Page text:
########################################
Next Article in Journal
PRF Selection in Formation-Flying SAR: Experimental Verification on Sentinel-1 Monostatic Repeat-Pass Data
Previous Article in Journal
Exploring Spatial and Temporal Connection Patterns among the Districts in Chongqing Based on Highway Passenger Flow
 
 
Article
Peer-Review Record

Monitoring LAI, Chlorophylls, and Carotenoids Content of a Woodland Savanna Using Hyperspectral Imagery and 3D Radiative Transfer Modeling

Remote Sens. 2020, 12(1), 28; https://doi.org/10.3390/rs12010028
by Thomas Miraglio 1,2,*, Karine Adeline 1, Margarita Huesca 3, Susan Ustin 3 and Xavier Briottet 1
Reviewer 1: Anonymous
Reviewer 2: Anonymous
Reviewer 3: Anonymous
Remote Sens. 2020, 12(1), 28; https://doi.org/10.3390/rs12010028
Submission received: 28 October 2019 / Revised: 27 November 2019 / Accepted: 15 December 2019 / Published: 19 December 2019

Round 1

Reviewer 1 Report

Review of

Monitoring LAI, chlorophylls and carotenoids content of a woodland savanna using hyperspectral imagery and 3D radiative transfer modelling

by Thomas Miraglio et al., submitted to Remote Sensing.

This is a nice paper about the potential of hyperspectral data for mapping the overstory biochemical traits and leaf area index. The results are encouraging and novel and I found no majors problems with the processing and analysis steps. However, there is some ambiguity in the description of the methods. Not all steps are described with sufficient detail as I have pointed out in my specific comments. Most notably, determination of LAI, a key parameter of any vegetation canopy, remains ambiguous. The optical methods employs by the authors allow to retrieve effective LAI, which needs to be corrected for clumping to obtain the true LAI. To my knowledge, no robust method exist for inferring the correction factor (clumping index) from fisheye images. Scene construction in DART requires true LAI, but the model allows to easily compute also the effective LAI, thus the authors have the data required for the conversion as simulations were run for varying LAI.
########################################
Provided data:

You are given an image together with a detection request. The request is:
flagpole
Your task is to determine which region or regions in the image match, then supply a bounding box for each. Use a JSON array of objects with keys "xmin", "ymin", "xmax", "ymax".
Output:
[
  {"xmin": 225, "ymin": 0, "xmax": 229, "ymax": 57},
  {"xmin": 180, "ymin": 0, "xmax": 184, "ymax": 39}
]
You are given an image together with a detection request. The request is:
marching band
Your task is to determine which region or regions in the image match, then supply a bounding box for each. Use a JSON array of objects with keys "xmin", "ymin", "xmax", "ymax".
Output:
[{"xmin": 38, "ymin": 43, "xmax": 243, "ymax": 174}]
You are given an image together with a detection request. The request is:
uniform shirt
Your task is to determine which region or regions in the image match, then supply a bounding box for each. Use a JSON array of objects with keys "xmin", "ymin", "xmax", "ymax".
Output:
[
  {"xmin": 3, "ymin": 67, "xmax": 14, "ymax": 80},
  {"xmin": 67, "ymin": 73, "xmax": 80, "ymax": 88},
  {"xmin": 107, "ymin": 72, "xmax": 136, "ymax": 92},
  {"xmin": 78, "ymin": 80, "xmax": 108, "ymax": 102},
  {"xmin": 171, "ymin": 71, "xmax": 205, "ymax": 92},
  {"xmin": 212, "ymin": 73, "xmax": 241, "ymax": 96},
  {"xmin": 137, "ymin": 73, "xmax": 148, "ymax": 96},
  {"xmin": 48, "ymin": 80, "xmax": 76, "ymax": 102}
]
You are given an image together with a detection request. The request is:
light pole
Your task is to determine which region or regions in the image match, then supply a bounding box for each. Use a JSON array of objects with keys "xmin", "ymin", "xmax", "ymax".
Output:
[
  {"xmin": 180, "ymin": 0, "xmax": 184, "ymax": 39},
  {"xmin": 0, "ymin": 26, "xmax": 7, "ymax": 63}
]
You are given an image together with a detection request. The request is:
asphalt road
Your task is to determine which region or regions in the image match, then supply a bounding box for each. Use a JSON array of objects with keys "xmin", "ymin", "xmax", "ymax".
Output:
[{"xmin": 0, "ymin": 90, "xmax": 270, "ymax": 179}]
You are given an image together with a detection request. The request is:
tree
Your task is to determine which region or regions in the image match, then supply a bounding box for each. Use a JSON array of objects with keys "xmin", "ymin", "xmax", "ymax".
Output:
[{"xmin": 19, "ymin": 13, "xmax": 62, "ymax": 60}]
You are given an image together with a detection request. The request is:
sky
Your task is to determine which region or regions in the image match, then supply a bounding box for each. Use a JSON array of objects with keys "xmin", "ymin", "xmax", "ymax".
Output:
########################################
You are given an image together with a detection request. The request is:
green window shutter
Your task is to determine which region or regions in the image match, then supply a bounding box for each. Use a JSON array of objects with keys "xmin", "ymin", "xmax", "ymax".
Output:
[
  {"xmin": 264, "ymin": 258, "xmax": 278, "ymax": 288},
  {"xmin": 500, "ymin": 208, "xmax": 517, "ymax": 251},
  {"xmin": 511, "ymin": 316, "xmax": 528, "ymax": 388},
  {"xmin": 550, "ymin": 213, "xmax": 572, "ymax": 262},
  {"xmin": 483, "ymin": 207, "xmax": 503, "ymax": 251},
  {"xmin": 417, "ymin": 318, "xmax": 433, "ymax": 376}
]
########################################
Exercise requirements:
In the peer-review record, what type of LAI does Reviewer 1 say the authors' optical methods retrieve?

Result:
Effective LAI, which has to be corrected for clumping to obtain the true LAI.